How “Mental Disorders” are Diagnosed

Published by the Inner Compass Initiative, this article “examines how diagnoses of ‘mental disorders’ differ from medical diagnoses, and reviews the reliability of mental health screening tests and other clinical methods for diagnosing mental disorders.” It begins:

“Are there biological tests for diagnosing mental disorders?

For decades, many researchers have been trying to find biological markers that could be linked to particular mental disorder diagnoses, hoping that such discoveries could lead to better drug treatments. So we often hear of new evidence about biochemical imbalances of serotonin or dopamine, genetic roots of mental disorders, brain scans revealing types of schizophrenia, blood analyses for detecting depression, and various other biological tests for mental disorders. Though often trumpeted in the media, none of these experimental findings has ever been scientifically validated. There are currently no genetic, biological, chemical or other physical tests of any kind that can determine the presence or absence of any mental disorders.

For many of us this can be difficult to accept or believe because we have heard otherwise so frequently. One factor that sows confusion is the way in which evidence of physical effects is often misrepresented or misconstrued as evidence of disease pathology and causes of pathology. It’s important to understand that, for example, while it’s certainly possible to detect physical effects of anxious feelings such as accelerated breathing, rising heart rate, or increased blood flow in parts of a person’s brain, those observations do not tell us anything about what is causing the person’s anxiety. Furthermore, being able to observe those physical changes does not prove that the person ‘has’ a ‘disease’ called ‘Generalized Anxiety Disorder’.

§

[THE TASK]
Rewrite the article on diagnosing mental disorders between "Published by the" and "diagnosing mental disorders?", inclusive, with "reviews" changed to "evaluates".

Entries drawn from a dataset
§

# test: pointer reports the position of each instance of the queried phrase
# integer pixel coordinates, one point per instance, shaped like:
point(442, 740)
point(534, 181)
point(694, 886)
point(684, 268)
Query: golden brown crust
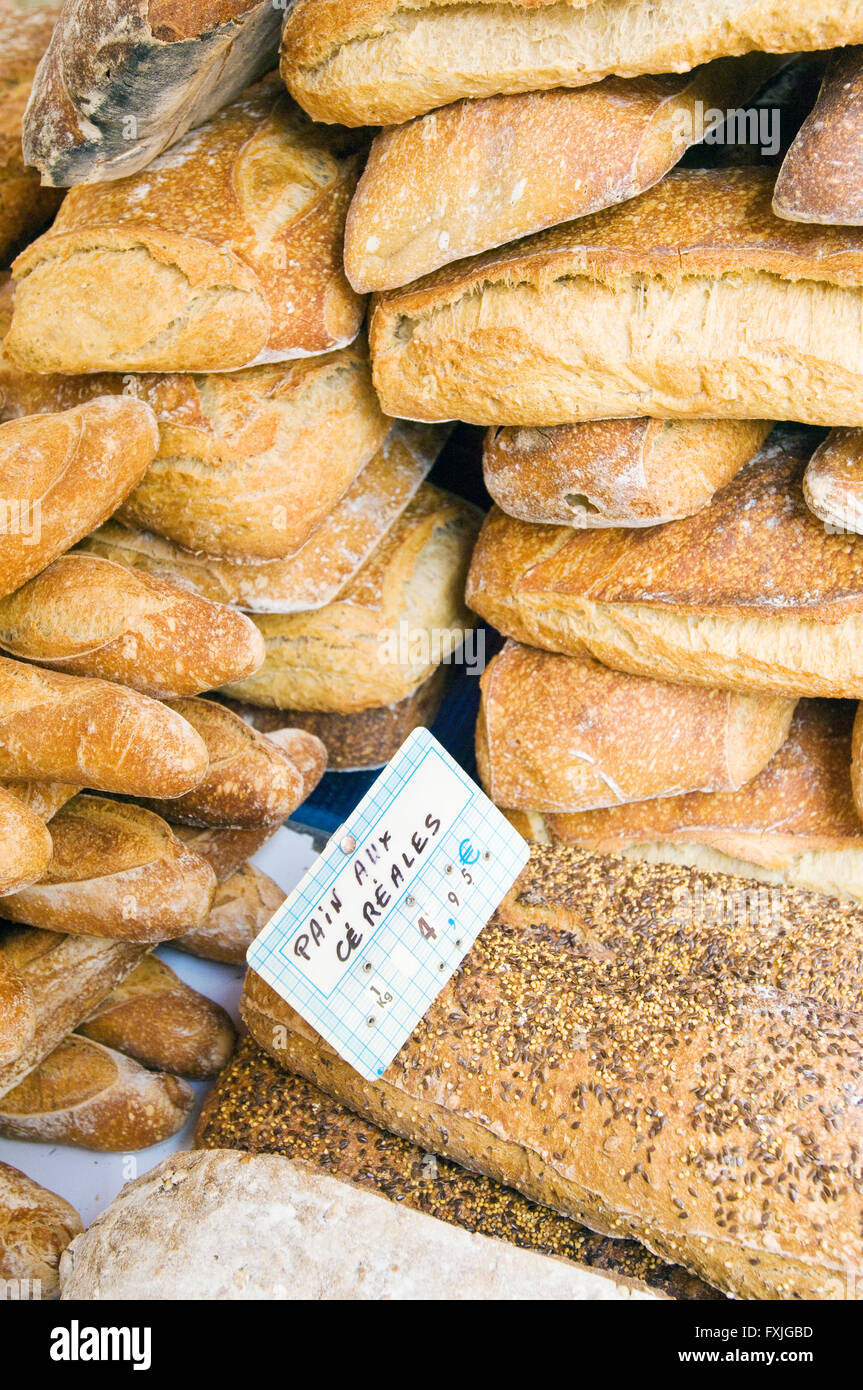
point(63, 474)
point(160, 1022)
point(671, 1072)
point(86, 1096)
point(822, 174)
point(120, 872)
point(564, 734)
point(250, 781)
point(227, 250)
point(616, 471)
point(88, 616)
point(89, 733)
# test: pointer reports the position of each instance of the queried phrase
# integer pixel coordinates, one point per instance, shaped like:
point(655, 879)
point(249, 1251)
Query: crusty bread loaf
point(35, 1229)
point(616, 1055)
point(399, 617)
point(66, 977)
point(795, 823)
point(751, 594)
point(616, 471)
point(225, 252)
point(17, 1012)
point(317, 573)
point(63, 474)
point(822, 175)
point(25, 845)
point(692, 300)
point(167, 64)
point(564, 734)
point(93, 733)
point(362, 741)
point(833, 484)
point(241, 909)
point(160, 1022)
point(89, 616)
point(250, 780)
point(24, 205)
point(120, 872)
point(480, 174)
point(225, 851)
point(234, 1226)
point(86, 1096)
point(389, 60)
point(43, 798)
point(260, 1108)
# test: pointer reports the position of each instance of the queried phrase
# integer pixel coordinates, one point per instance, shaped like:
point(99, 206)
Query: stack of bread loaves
point(231, 480)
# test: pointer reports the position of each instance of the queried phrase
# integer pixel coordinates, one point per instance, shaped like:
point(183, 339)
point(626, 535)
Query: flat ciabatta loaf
point(610, 1051)
point(63, 474)
point(692, 300)
point(822, 177)
point(224, 253)
point(795, 823)
point(566, 734)
point(314, 574)
point(388, 60)
point(125, 78)
point(616, 471)
point(117, 870)
point(88, 616)
point(24, 205)
point(752, 594)
point(478, 174)
point(833, 484)
point(398, 620)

§

[WRITTEN REPLY]
Published by the Inner Compass Initiative, this article “examines how diagnoses of ‘mental disorders’ differ from medical diagnoses, and evaluates the reliability of mental health screening tests and other clinical methods for diagnosing mental disorders.” It begins:

“Are there biological tests for diagnosing mental disorders?